AIM OF THE TASK: What lines in the data hold the string "vegetation"? Show them.

(INPUT begins)

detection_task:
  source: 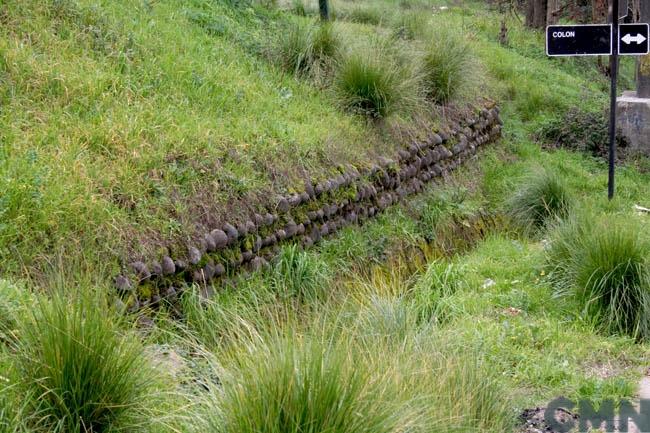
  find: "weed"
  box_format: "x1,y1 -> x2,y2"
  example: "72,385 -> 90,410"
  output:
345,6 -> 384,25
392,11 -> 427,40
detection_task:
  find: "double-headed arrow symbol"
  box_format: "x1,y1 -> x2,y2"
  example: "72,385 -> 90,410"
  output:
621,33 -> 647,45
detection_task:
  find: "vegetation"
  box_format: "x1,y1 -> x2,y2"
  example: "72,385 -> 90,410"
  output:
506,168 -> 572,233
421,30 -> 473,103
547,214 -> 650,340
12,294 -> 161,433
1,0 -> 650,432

(INPUT ends)
(INPUT begins)

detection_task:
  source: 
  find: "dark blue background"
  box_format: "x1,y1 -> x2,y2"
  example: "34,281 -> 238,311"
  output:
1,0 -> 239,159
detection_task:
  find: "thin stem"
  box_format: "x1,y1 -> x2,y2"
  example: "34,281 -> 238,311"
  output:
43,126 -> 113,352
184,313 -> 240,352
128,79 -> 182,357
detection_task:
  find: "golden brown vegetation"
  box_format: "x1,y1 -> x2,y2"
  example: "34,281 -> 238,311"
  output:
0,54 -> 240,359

(INPUT ends)

RESPONSE TO THE TASK:
  find: "vegetation"
  find: "golden brown vegetation"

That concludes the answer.